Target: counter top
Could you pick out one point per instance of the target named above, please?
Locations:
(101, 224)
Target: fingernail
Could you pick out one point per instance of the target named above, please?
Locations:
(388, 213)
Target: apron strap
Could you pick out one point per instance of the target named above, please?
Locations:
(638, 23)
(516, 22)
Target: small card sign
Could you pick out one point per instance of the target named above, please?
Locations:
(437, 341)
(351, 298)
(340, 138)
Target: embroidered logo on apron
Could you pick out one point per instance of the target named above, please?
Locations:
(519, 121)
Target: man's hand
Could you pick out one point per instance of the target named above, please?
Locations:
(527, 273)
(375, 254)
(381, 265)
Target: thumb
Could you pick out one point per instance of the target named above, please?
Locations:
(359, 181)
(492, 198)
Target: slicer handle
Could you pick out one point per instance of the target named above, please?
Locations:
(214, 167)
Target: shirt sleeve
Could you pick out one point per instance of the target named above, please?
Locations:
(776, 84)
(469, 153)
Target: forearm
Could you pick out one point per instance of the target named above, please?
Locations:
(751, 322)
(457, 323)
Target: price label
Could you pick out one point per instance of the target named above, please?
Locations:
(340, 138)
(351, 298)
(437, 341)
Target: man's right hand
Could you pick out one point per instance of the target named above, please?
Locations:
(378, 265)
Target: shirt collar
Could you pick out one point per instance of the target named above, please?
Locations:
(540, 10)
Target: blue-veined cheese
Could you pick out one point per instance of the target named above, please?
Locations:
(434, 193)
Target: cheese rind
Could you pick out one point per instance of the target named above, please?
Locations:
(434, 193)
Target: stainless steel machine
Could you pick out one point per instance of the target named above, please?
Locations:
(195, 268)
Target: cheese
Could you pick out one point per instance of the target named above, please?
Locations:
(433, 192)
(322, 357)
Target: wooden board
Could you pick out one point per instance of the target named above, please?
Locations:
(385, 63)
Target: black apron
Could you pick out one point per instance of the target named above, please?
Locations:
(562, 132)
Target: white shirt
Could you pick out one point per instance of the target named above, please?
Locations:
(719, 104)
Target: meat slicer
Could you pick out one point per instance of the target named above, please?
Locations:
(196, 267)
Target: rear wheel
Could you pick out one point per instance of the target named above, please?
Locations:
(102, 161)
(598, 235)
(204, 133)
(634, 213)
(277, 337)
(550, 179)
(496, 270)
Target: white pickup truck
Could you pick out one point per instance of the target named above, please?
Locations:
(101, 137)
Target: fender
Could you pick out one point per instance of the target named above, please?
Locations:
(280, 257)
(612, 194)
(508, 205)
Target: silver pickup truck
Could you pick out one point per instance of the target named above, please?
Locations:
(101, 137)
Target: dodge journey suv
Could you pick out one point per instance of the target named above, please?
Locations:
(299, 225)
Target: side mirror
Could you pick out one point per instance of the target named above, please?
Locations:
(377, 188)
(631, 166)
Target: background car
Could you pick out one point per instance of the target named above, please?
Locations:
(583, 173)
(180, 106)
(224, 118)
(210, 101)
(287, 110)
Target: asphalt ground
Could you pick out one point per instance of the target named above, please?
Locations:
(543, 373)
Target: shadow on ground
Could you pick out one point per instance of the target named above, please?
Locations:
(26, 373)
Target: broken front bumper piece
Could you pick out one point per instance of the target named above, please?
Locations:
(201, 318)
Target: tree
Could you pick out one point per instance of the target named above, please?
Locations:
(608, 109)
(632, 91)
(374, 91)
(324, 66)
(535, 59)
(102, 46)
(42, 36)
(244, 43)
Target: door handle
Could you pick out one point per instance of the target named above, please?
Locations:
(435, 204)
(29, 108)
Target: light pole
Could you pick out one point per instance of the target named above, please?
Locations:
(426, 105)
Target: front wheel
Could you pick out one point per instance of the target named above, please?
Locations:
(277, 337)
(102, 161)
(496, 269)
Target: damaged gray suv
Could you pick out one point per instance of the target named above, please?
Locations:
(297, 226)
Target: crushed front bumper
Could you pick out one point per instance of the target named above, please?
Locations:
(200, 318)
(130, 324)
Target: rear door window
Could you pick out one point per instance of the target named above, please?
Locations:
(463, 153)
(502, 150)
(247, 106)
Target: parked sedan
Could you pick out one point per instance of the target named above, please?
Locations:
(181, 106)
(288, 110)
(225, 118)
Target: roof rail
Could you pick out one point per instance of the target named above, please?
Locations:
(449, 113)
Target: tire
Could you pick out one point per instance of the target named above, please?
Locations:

═══

- What you are asked to do: Select all lines with the word "handle" from the entries above.

- Task solution:
Target: slicer handle
Target: door handle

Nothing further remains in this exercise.